____ Provided material
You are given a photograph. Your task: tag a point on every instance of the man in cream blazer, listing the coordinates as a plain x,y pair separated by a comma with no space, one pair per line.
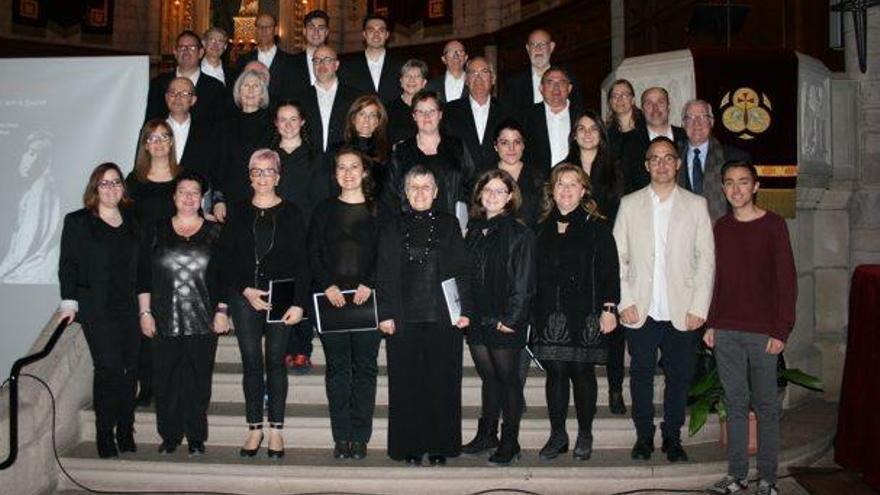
667,266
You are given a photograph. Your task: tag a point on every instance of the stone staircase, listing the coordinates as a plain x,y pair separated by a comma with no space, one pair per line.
309,466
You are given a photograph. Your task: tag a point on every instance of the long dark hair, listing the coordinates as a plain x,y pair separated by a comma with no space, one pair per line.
605,171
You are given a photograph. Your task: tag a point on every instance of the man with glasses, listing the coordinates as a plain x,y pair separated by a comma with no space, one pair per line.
522,89
704,156
213,102
451,85
548,124
473,118
267,52
326,103
316,30
374,70
667,267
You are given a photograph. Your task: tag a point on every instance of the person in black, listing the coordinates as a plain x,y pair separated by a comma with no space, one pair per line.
342,257
578,284
418,252
263,241
97,272
446,157
150,186
177,287
502,249
246,130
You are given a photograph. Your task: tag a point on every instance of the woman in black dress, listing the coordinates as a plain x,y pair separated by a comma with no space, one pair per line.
177,297
590,149
97,272
418,251
502,249
263,241
342,254
578,284
446,157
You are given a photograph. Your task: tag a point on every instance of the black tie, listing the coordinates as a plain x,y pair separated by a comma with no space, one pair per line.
697,172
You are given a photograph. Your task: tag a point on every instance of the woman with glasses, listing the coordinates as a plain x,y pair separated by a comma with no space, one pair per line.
446,157
150,186
502,250
177,287
419,251
263,241
97,272
578,286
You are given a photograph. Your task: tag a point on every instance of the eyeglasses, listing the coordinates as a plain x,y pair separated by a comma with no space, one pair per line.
110,184
655,160
262,172
158,138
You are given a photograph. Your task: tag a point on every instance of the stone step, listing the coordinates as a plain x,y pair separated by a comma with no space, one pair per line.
308,426
806,434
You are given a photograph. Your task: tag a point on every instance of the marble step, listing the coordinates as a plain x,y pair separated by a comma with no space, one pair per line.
806,433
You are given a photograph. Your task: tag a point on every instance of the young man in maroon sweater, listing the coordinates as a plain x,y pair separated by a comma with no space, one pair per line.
752,313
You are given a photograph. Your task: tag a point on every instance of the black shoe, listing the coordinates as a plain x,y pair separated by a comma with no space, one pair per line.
583,448
486,439
125,439
615,403
556,444
196,448
358,450
643,449
674,451
106,445
167,448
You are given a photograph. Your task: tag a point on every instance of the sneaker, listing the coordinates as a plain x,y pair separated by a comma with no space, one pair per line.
728,484
765,488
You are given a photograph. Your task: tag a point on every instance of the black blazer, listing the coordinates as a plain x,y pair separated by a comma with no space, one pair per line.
354,72
634,144
438,84
518,95
458,121
212,105
345,96
83,266
538,138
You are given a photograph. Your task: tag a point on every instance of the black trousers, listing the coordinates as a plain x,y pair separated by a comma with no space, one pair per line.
582,377
113,341
679,353
424,388
183,367
351,383
261,375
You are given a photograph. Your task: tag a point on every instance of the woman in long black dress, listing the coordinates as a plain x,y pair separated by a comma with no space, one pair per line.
263,241
502,249
177,292
342,255
578,283
97,272
418,251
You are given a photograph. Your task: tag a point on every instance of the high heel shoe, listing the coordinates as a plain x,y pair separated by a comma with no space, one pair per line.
275,454
252,452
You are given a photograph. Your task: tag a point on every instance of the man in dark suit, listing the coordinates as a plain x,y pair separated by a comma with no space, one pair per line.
316,29
521,90
473,118
213,103
326,104
269,54
704,155
374,70
548,124
451,85
655,108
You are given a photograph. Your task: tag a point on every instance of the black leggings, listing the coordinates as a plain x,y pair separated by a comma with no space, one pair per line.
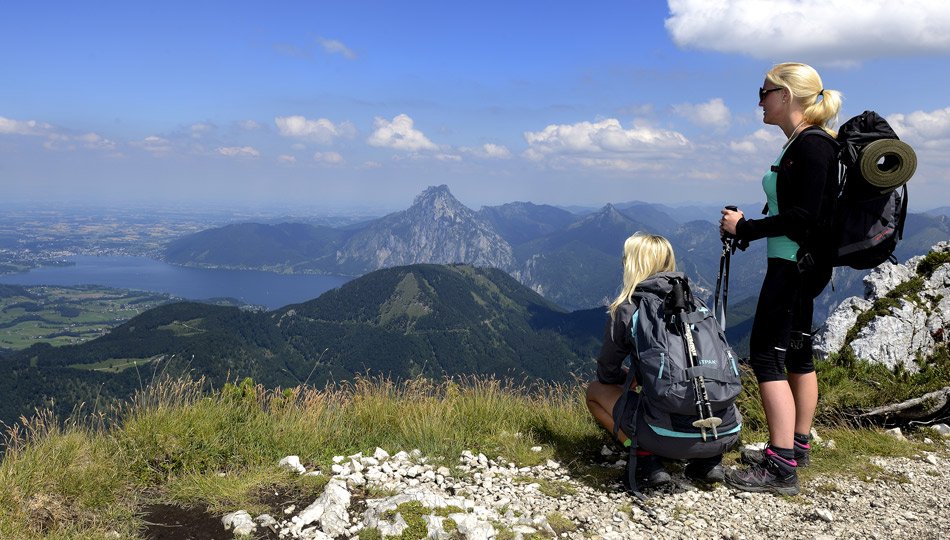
781,331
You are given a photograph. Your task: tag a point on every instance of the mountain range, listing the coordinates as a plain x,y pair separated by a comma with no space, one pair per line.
432,320
571,259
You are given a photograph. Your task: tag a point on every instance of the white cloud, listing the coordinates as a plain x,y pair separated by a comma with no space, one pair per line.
600,137
488,151
920,125
713,113
238,151
153,144
332,158
321,130
822,31
333,46
8,126
762,140
399,134
199,130
88,141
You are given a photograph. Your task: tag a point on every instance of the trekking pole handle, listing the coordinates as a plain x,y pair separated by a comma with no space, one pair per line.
678,302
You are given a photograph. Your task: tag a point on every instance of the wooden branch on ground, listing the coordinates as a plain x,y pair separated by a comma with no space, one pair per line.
914,409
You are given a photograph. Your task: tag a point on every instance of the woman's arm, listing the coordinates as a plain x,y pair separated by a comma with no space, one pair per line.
615,349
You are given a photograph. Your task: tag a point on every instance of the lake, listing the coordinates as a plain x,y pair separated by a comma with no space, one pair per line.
141,273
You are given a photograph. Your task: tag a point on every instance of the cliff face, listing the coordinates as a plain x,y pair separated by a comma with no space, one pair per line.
436,229
903,317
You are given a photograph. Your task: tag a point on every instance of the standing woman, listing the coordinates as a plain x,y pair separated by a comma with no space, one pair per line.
801,187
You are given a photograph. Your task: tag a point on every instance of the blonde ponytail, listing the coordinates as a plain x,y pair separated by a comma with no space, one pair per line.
643,255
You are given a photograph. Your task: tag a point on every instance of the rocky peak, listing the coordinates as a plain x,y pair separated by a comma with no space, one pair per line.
904,315
437,228
438,202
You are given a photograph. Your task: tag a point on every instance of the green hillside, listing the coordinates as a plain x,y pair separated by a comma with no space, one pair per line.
400,322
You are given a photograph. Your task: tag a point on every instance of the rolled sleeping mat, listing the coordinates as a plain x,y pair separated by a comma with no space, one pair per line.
887,164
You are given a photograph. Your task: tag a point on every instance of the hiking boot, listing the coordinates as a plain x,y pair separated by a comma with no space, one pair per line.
768,476
705,470
651,473
751,456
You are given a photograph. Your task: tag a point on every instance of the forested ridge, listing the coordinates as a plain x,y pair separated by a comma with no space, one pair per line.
433,320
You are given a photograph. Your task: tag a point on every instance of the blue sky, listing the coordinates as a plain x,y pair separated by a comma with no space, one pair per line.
338,104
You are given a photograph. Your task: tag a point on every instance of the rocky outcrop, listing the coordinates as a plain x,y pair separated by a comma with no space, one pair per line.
903,317
436,229
481,498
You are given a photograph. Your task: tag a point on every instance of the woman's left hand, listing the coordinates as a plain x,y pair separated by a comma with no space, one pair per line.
727,225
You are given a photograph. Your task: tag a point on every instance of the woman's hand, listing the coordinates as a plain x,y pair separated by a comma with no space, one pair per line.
727,225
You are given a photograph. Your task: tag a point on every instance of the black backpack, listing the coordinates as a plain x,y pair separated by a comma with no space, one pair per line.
871,207
687,374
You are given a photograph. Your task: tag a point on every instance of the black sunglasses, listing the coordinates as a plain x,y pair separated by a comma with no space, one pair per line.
763,92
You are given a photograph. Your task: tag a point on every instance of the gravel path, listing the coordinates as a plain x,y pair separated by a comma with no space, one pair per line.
494,499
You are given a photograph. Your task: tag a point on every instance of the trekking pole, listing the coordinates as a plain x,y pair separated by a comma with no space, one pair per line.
722,279
707,420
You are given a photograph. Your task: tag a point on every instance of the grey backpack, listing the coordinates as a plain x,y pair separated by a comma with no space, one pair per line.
687,373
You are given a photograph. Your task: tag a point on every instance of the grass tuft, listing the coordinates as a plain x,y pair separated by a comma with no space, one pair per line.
183,443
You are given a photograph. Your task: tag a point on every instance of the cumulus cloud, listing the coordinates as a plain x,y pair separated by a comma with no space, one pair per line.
600,137
238,151
762,140
199,130
488,151
55,139
321,130
713,113
497,151
87,141
922,126
333,46
333,158
153,144
9,126
824,31
399,134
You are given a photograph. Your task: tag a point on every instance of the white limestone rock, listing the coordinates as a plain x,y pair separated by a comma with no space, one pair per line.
292,463
838,323
330,510
240,522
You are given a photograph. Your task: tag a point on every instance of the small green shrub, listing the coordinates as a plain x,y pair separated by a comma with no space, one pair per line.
931,262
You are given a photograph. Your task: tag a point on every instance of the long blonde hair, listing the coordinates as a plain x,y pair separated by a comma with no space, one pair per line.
643,255
804,83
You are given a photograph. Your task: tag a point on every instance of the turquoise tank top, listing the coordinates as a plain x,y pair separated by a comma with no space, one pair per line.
778,247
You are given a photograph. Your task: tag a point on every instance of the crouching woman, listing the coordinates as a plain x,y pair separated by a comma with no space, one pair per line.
643,256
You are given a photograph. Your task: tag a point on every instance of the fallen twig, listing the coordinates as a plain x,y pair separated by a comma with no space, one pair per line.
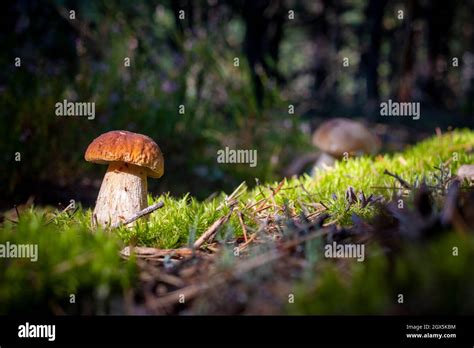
________
Direction:
Find every line of the material above that contains the word "white", and copy each of those lines. Matching is case-sensitive.

The output:
You are given a photograph. Your task: tag a point on every instance of the white cloud, listing the coordinates as a plain x,y pair separated by a comma with no space, one pair per line.
You are given a photograph. Your task: tag a point on every instance of the white limestone rock, listing the coordinates as a plain x,y pair separated by a comma with no space, one pair per line.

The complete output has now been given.